The request - Reproduce all of the data below, replacing every "roi" with "region" and leaving everything else unchanged. Leave the pictures out of your answer.

Records for processing -
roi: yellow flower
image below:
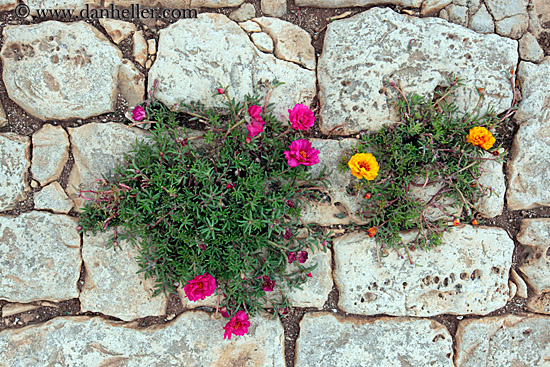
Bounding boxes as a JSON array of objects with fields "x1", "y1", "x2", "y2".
[
  {"x1": 348, "y1": 153, "x2": 380, "y2": 180},
  {"x1": 466, "y1": 126, "x2": 495, "y2": 150}
]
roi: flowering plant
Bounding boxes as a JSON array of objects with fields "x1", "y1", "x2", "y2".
[
  {"x1": 80, "y1": 83, "x2": 330, "y2": 338},
  {"x1": 340, "y1": 79, "x2": 513, "y2": 262}
]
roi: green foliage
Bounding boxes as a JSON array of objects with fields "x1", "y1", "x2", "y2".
[
  {"x1": 340, "y1": 79, "x2": 501, "y2": 255},
  {"x1": 80, "y1": 88, "x2": 327, "y2": 315}
]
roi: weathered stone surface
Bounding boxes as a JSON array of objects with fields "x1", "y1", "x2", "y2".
[
  {"x1": 420, "y1": 0, "x2": 453, "y2": 15},
  {"x1": 296, "y1": 313, "x2": 453, "y2": 367},
  {"x1": 474, "y1": 153, "x2": 506, "y2": 218},
  {"x1": 334, "y1": 226, "x2": 514, "y2": 316},
  {"x1": 2, "y1": 303, "x2": 40, "y2": 317},
  {"x1": 486, "y1": 0, "x2": 529, "y2": 39},
  {"x1": 517, "y1": 218, "x2": 550, "y2": 294},
  {"x1": 0, "y1": 102, "x2": 8, "y2": 127},
  {"x1": 261, "y1": 0, "x2": 286, "y2": 17},
  {"x1": 470, "y1": 4, "x2": 495, "y2": 33},
  {"x1": 67, "y1": 123, "x2": 149, "y2": 210},
  {"x1": 519, "y1": 33, "x2": 544, "y2": 62},
  {"x1": 80, "y1": 231, "x2": 167, "y2": 321},
  {"x1": 118, "y1": 59, "x2": 146, "y2": 107},
  {"x1": 0, "y1": 133, "x2": 31, "y2": 211},
  {"x1": 229, "y1": 3, "x2": 256, "y2": 22},
  {"x1": 31, "y1": 124, "x2": 69, "y2": 185},
  {"x1": 296, "y1": 0, "x2": 422, "y2": 8},
  {"x1": 148, "y1": 13, "x2": 316, "y2": 119},
  {"x1": 132, "y1": 31, "x2": 147, "y2": 66},
  {"x1": 286, "y1": 250, "x2": 333, "y2": 309},
  {"x1": 250, "y1": 32, "x2": 273, "y2": 53},
  {"x1": 239, "y1": 20, "x2": 262, "y2": 33},
  {"x1": 253, "y1": 17, "x2": 315, "y2": 70},
  {"x1": 514, "y1": 58, "x2": 550, "y2": 124},
  {"x1": 34, "y1": 181, "x2": 74, "y2": 214},
  {"x1": 0, "y1": 312, "x2": 285, "y2": 367},
  {"x1": 318, "y1": 8, "x2": 518, "y2": 135},
  {"x1": 456, "y1": 315, "x2": 550, "y2": 367},
  {"x1": 527, "y1": 293, "x2": 550, "y2": 315},
  {"x1": 445, "y1": 4, "x2": 468, "y2": 27},
  {"x1": 510, "y1": 269, "x2": 527, "y2": 298},
  {"x1": 302, "y1": 139, "x2": 365, "y2": 226},
  {"x1": 99, "y1": 18, "x2": 137, "y2": 45},
  {"x1": 1, "y1": 21, "x2": 122, "y2": 120},
  {"x1": 0, "y1": 212, "x2": 81, "y2": 303}
]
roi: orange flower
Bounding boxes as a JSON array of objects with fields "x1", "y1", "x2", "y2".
[
  {"x1": 348, "y1": 153, "x2": 380, "y2": 181},
  {"x1": 367, "y1": 227, "x2": 378, "y2": 237},
  {"x1": 466, "y1": 126, "x2": 496, "y2": 150}
]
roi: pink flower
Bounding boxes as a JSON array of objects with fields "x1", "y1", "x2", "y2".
[
  {"x1": 132, "y1": 105, "x2": 147, "y2": 121},
  {"x1": 296, "y1": 251, "x2": 308, "y2": 264},
  {"x1": 283, "y1": 228, "x2": 292, "y2": 240},
  {"x1": 183, "y1": 273, "x2": 216, "y2": 302},
  {"x1": 288, "y1": 251, "x2": 296, "y2": 264},
  {"x1": 246, "y1": 105, "x2": 265, "y2": 138},
  {"x1": 223, "y1": 311, "x2": 250, "y2": 339},
  {"x1": 288, "y1": 104, "x2": 315, "y2": 130},
  {"x1": 285, "y1": 139, "x2": 319, "y2": 167},
  {"x1": 261, "y1": 275, "x2": 275, "y2": 292}
]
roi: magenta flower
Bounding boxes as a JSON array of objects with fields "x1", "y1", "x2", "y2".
[
  {"x1": 223, "y1": 311, "x2": 250, "y2": 339},
  {"x1": 283, "y1": 228, "x2": 292, "y2": 240},
  {"x1": 296, "y1": 251, "x2": 308, "y2": 264},
  {"x1": 285, "y1": 139, "x2": 320, "y2": 167},
  {"x1": 132, "y1": 105, "x2": 147, "y2": 121},
  {"x1": 261, "y1": 275, "x2": 275, "y2": 292},
  {"x1": 246, "y1": 105, "x2": 265, "y2": 138},
  {"x1": 288, "y1": 104, "x2": 315, "y2": 130},
  {"x1": 183, "y1": 273, "x2": 216, "y2": 302},
  {"x1": 288, "y1": 251, "x2": 296, "y2": 264}
]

Reply -
region: yellow flower
image below:
Bounding boxes as a JSON array of objects with fields "x1", "y1", "x2", "y2".
[
  {"x1": 348, "y1": 153, "x2": 380, "y2": 180},
  {"x1": 466, "y1": 126, "x2": 495, "y2": 150}
]
region: flowering plant
Bounding boxes as a JSON array of objects with fields "x1", "y1", "x2", "y2".
[
  {"x1": 80, "y1": 83, "x2": 330, "y2": 338},
  {"x1": 340, "y1": 79, "x2": 513, "y2": 262}
]
region: green foliage
Bounding boxes as a JSON array of objects with fields "x1", "y1", "x2", "y2".
[
  {"x1": 340, "y1": 79, "x2": 501, "y2": 255},
  {"x1": 80, "y1": 88, "x2": 327, "y2": 315}
]
region: weathered stone surface
Bounding boxes as a JSON array of objects with fields "x1", "y1", "x2", "y2".
[
  {"x1": 420, "y1": 0, "x2": 453, "y2": 15},
  {"x1": 296, "y1": 313, "x2": 453, "y2": 367},
  {"x1": 474, "y1": 153, "x2": 506, "y2": 218},
  {"x1": 334, "y1": 226, "x2": 514, "y2": 316},
  {"x1": 2, "y1": 303, "x2": 40, "y2": 317},
  {"x1": 486, "y1": 0, "x2": 529, "y2": 39},
  {"x1": 517, "y1": 218, "x2": 550, "y2": 294},
  {"x1": 0, "y1": 102, "x2": 8, "y2": 127},
  {"x1": 261, "y1": 0, "x2": 286, "y2": 17},
  {"x1": 470, "y1": 4, "x2": 495, "y2": 33},
  {"x1": 67, "y1": 123, "x2": 149, "y2": 210},
  {"x1": 519, "y1": 33, "x2": 544, "y2": 62},
  {"x1": 80, "y1": 231, "x2": 167, "y2": 321},
  {"x1": 118, "y1": 59, "x2": 146, "y2": 107},
  {"x1": 0, "y1": 133, "x2": 31, "y2": 211},
  {"x1": 229, "y1": 3, "x2": 256, "y2": 22},
  {"x1": 31, "y1": 124, "x2": 69, "y2": 185},
  {"x1": 296, "y1": 0, "x2": 422, "y2": 8},
  {"x1": 148, "y1": 13, "x2": 316, "y2": 119},
  {"x1": 132, "y1": 31, "x2": 147, "y2": 66},
  {"x1": 286, "y1": 250, "x2": 333, "y2": 309},
  {"x1": 250, "y1": 32, "x2": 273, "y2": 53},
  {"x1": 239, "y1": 20, "x2": 262, "y2": 33},
  {"x1": 253, "y1": 17, "x2": 315, "y2": 70},
  {"x1": 514, "y1": 58, "x2": 550, "y2": 124},
  {"x1": 34, "y1": 181, "x2": 74, "y2": 214},
  {"x1": 0, "y1": 312, "x2": 285, "y2": 367},
  {"x1": 318, "y1": 8, "x2": 518, "y2": 135},
  {"x1": 456, "y1": 315, "x2": 550, "y2": 367},
  {"x1": 527, "y1": 293, "x2": 550, "y2": 315},
  {"x1": 445, "y1": 4, "x2": 468, "y2": 27},
  {"x1": 510, "y1": 269, "x2": 527, "y2": 298},
  {"x1": 302, "y1": 139, "x2": 365, "y2": 226},
  {"x1": 99, "y1": 18, "x2": 137, "y2": 45},
  {"x1": 1, "y1": 21, "x2": 122, "y2": 120},
  {"x1": 0, "y1": 212, "x2": 81, "y2": 303}
]
region: orange flower
Bounding boxes as a JSON array of objects with fields "x1", "y1", "x2", "y2".
[
  {"x1": 348, "y1": 153, "x2": 380, "y2": 181},
  {"x1": 367, "y1": 227, "x2": 378, "y2": 237},
  {"x1": 466, "y1": 126, "x2": 496, "y2": 150}
]
region: pink flower
Bounding boxes as a JSON array of objects with fields "x1", "y1", "x2", "y2".
[
  {"x1": 132, "y1": 105, "x2": 147, "y2": 121},
  {"x1": 296, "y1": 251, "x2": 308, "y2": 264},
  {"x1": 283, "y1": 228, "x2": 292, "y2": 240},
  {"x1": 183, "y1": 273, "x2": 216, "y2": 302},
  {"x1": 288, "y1": 251, "x2": 296, "y2": 264},
  {"x1": 246, "y1": 105, "x2": 265, "y2": 138},
  {"x1": 223, "y1": 311, "x2": 250, "y2": 339},
  {"x1": 288, "y1": 104, "x2": 315, "y2": 130},
  {"x1": 285, "y1": 139, "x2": 319, "y2": 167},
  {"x1": 261, "y1": 275, "x2": 275, "y2": 292}
]
region: magenta flower
Bounding boxes as a JSON array of objects with fields "x1", "y1", "x2", "y2".
[
  {"x1": 223, "y1": 311, "x2": 250, "y2": 339},
  {"x1": 283, "y1": 228, "x2": 292, "y2": 240},
  {"x1": 296, "y1": 251, "x2": 308, "y2": 264},
  {"x1": 285, "y1": 139, "x2": 320, "y2": 167},
  {"x1": 132, "y1": 105, "x2": 147, "y2": 121},
  {"x1": 261, "y1": 275, "x2": 275, "y2": 292},
  {"x1": 246, "y1": 105, "x2": 265, "y2": 138},
  {"x1": 288, "y1": 104, "x2": 315, "y2": 130},
  {"x1": 183, "y1": 273, "x2": 216, "y2": 302},
  {"x1": 288, "y1": 251, "x2": 296, "y2": 264}
]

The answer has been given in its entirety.